___ DATA ___

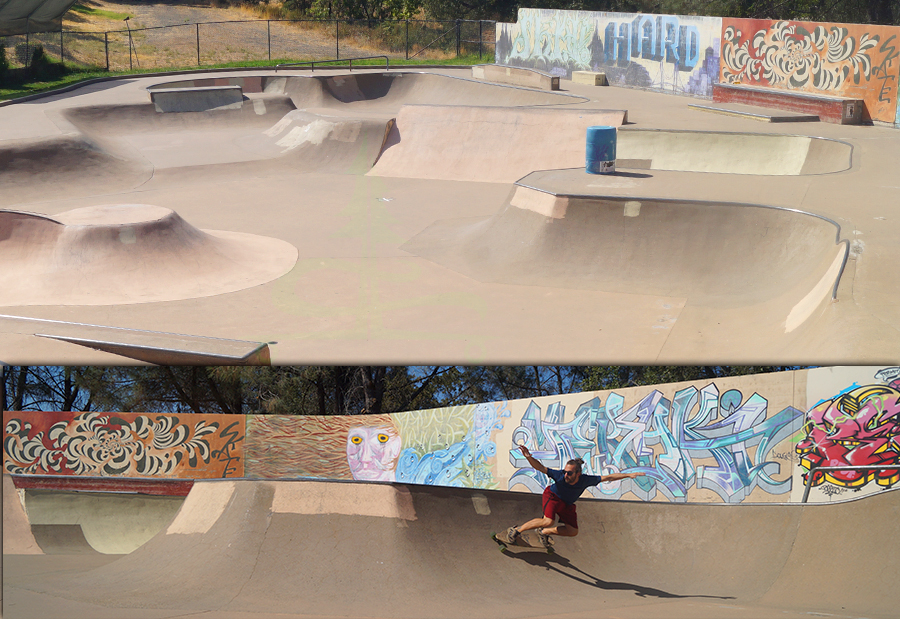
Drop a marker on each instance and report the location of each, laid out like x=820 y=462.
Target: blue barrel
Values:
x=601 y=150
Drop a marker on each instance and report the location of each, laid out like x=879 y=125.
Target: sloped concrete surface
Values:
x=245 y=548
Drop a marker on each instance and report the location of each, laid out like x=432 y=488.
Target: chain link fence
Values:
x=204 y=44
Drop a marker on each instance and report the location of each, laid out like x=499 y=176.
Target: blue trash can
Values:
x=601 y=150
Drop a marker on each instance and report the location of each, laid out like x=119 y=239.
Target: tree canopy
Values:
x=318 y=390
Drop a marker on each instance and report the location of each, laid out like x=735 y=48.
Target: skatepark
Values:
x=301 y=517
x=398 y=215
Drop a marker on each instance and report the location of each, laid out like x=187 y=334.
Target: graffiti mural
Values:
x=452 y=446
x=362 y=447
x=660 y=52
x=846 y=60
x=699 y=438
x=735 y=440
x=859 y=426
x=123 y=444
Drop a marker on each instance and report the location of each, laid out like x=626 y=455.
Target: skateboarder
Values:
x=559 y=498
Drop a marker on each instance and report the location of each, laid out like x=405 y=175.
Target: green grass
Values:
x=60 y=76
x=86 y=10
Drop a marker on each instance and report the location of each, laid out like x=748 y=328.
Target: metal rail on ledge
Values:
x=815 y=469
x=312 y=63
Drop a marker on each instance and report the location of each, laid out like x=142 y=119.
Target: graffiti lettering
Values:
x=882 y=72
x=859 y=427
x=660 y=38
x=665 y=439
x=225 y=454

___
___ DATA ___

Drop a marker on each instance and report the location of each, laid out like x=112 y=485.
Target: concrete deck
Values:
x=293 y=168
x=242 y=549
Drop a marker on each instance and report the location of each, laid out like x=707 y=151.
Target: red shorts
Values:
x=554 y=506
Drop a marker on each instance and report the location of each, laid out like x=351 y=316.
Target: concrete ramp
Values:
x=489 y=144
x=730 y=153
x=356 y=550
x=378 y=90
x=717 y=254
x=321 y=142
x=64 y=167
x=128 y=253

___

DIRECTIONS FOR THIS TASK. Reproduce the material verbatim from the line containing "like x=820 y=462." to the line containing "x=318 y=390", including both of those lines.

EXERCISE RESULT.
Drop a marker on each instance and report the location of each, laid out like x=820 y=462.
Target: blue barrel
Values:
x=601 y=150
Drop a marker on each instance and report the location of each, laid out like x=879 y=125.
Target: sloped concrete surface
Values:
x=245 y=548
Drop a marker on each instance and report the location of each, laid out like x=432 y=488.
Target: chain link fence
Values:
x=204 y=44
Drop a marker on each instance and report the location of each, laid out like x=499 y=176.
Target: blue trash can
Values:
x=601 y=150
Drop a marker on each instance and report the location of each, laid out like x=119 y=239.
Target: tree canopy
Values:
x=318 y=390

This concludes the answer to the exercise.